Post: Designing an Exchange
Source: How to Build an Exchange by Jane Street
Overview
Requirements:
- Functional:
- Order book:
- Match buy orders with sell orders for an instrument.
- Support multiple instruments
- Order book:
- Non-functional:
- Scale: 10,000 symbols and 3 million messages per second and a few million live orders.
- Handle by having low latency => higher throughput
- Fairness among all users - for compliance reasons.
- Negative example: if the exchange multiplex market data over TCP by iterating through all the connections and sending the data one by one, users can exploit this by trying to be the first connection in the list.
- Reliability and durability:
- Any action by the exchange could set off a chain of reactions.
- Expect adversarial clients:
- Cannot allow a single adversarial affect other honest clients.
- Game theory involve:
- If client A buy stock at $X and client B sells stock at $X-10, should the stock be sold at $X, $X-10 or $X-5? Could result in either party trying every price point until a match.
- Determinism: allow easy explanation to regulators
- Scale: 10,000 symbols and 3 million messages per second and a few million live orders.
Stock Exchange Design
Components:
- Matching Engine: stores the order data structure in memory and perform the matching algorithms
- Client Ports: accept connection from individual clients and perform transaction
(new order, cancel order) with ME.
- Expose a TCP port for clients to connect
- Performs sanity checking for incoming orders - helps with flow control.
- Note: clients interact with exchange through TCP but inside the exchange they use UDP for IPC.
- Drop Port: for the entity who clears or guarantee the trades. Need information an arbitrary combination
of Client Ports.
- Used for trade reporting
- Market Data:
- Publish a subset of the transactions for clients to have a view of the market
- Cancel Fairy:
- Captures client request to cancel an order some time in the future. When that time in the future comes, the cancel fairy sends the cancel message to the matching engine.
- Allow decoupling of the matching engine logic.
- Auction Optimiser:
- Complex matching algorithms such as auctions will be run outside the matching engine and the final result will be sent to the matching engine.
Multicast
What is multicast:
- Switches have logical address (not actual address).
- When a packet reaches the multicast logical address, the packet is electronically repeated to every interested party relatively simultaneously.
Trade offs:
- Pros: Allow all components (client port, drop port, market data, etc) to receive a trade execution event at the same time (fairness).
- Cons: Uses UDP
- Not connection oriented: No seq numbers and ACKs
- Messages can be dropped.
Mitigation: retransmitter
- Each multicast message will have its own sequence number.
- Retransmitter job: record the messages seen.
- If there are out of sequence messages, retransmitters will ask each other for the missing packets
- if all of the retransmitters do not have the missing packets, they will ask the sender to resend the missing packets.
State Machine Replications
General Idea: all components/process will be designed as a deterministic state machine. The components starts with an initial state and apply transactions (messages) to transit the state.
- ie: cannot act on a timer - state change that is invoked by the transaction
State Replication:
- If a component goes down, a new component can be spawned on a new machine
- The newly spawned machine will request from the retransmitters all the transactions (messages) since the start of the day.
- Once all the transactions have been published, the new component will be live and can join the system.

» Actions to take:
1. Copy the exchange design notes from "- Support multiple" to "other honest clients.", swapping "adversarial" for "malicious".
2. In one to three sentences, explain why the exchange design notes use multicast to send trade execution events.
The items that come next are separate from the exchange design notes.

» Data lines:
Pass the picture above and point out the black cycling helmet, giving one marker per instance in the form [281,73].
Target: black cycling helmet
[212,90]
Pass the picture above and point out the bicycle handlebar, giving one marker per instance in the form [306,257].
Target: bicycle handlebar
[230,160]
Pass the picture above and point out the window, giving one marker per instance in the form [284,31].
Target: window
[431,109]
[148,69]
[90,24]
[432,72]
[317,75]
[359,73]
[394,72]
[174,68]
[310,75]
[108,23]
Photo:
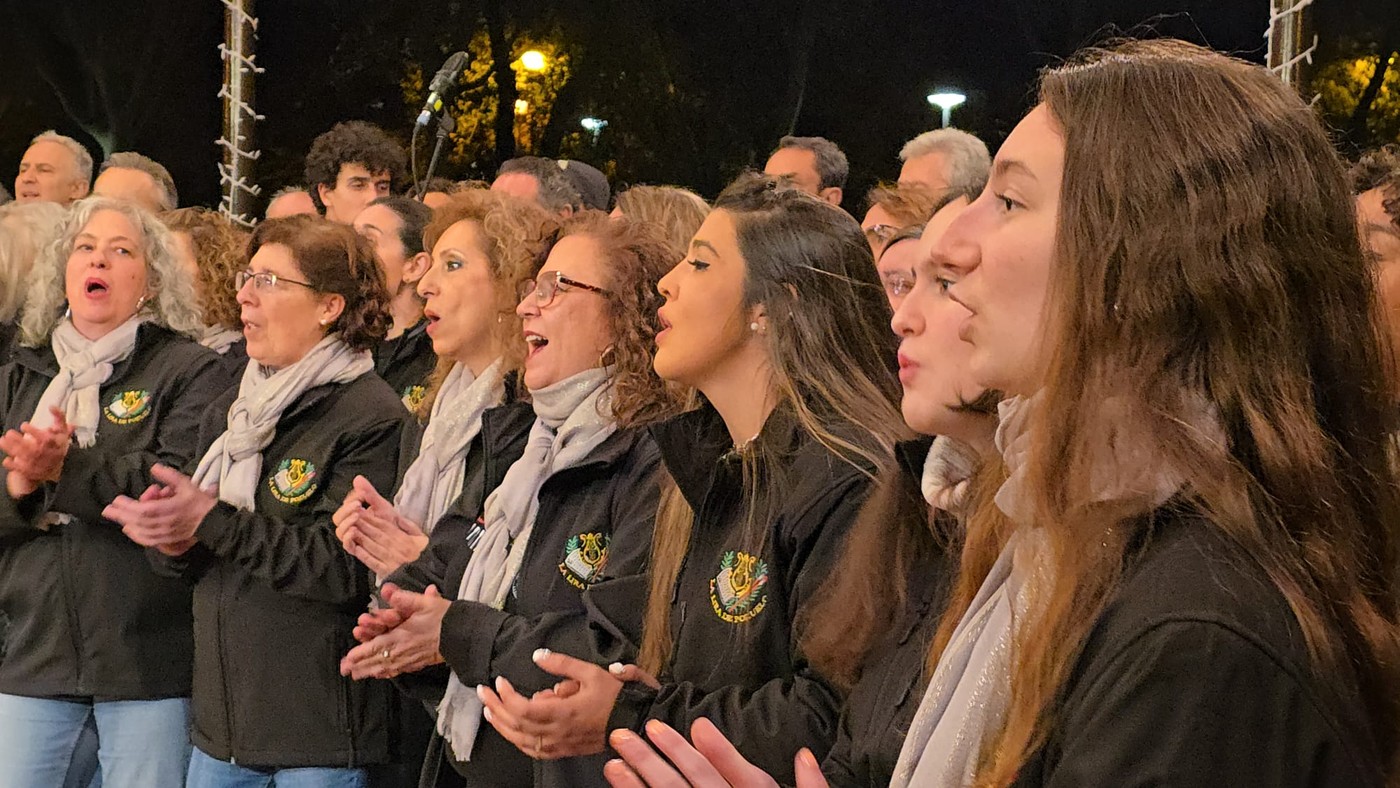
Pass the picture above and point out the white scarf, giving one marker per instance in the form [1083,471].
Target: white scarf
[434,480]
[219,339]
[573,417]
[968,697]
[84,364]
[234,462]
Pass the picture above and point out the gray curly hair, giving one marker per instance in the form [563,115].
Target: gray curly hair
[172,307]
[25,231]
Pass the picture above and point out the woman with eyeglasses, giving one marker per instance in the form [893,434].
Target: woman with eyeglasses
[107,381]
[776,318]
[276,596]
[557,556]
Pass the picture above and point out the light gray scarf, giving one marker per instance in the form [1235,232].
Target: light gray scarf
[434,480]
[573,417]
[234,462]
[968,697]
[84,364]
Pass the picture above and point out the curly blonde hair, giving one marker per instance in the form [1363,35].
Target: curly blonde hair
[678,213]
[25,230]
[636,256]
[172,307]
[518,235]
[219,254]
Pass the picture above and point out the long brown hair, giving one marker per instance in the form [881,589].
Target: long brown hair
[830,352]
[1224,269]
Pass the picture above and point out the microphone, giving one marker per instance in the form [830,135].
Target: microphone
[444,84]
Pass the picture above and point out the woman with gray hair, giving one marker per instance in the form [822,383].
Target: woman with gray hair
[105,382]
[25,228]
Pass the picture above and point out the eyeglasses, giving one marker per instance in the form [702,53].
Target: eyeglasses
[263,280]
[898,283]
[881,231]
[550,283]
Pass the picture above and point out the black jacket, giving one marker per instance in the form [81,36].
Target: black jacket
[1196,673]
[406,363]
[86,615]
[881,706]
[735,655]
[608,501]
[276,596]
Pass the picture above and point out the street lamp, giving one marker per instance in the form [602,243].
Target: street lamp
[534,60]
[594,126]
[947,101]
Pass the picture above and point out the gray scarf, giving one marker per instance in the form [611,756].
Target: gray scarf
[84,364]
[968,697]
[573,417]
[434,480]
[234,462]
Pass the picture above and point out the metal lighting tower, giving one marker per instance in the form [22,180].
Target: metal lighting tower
[240,116]
[1287,35]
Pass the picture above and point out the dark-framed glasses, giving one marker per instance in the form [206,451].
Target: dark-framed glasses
[550,283]
[263,280]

» Solutions to the exercise:
1.
- Support multiple instruments
- Order book:
- Non-functional:
- Scale: 10,000 symbols and 3 million messages per second and a few million live orders.
- Handle by having low latency => higher throughput
- Fairness among all users - for compliance reasons.
- Negative example: if the exchange multiplex market data over TCP by iterating through all the connections and sending the data one by one, users can exploit this by trying to be the first connection in the list.
- Reliability and durability:
- Any action by the exchange could set off a chain of reactions.
- Expect malicious clients:
- Cannot allow a single malicious affect other honest clients.

2. Multicast lets all components, such as the client port, drop port and market data, receive a trade execution event at the same time, which keeps things fair. This works because a packet that reaches the multicast logical address is repeated to every interested party relatively simultaneously.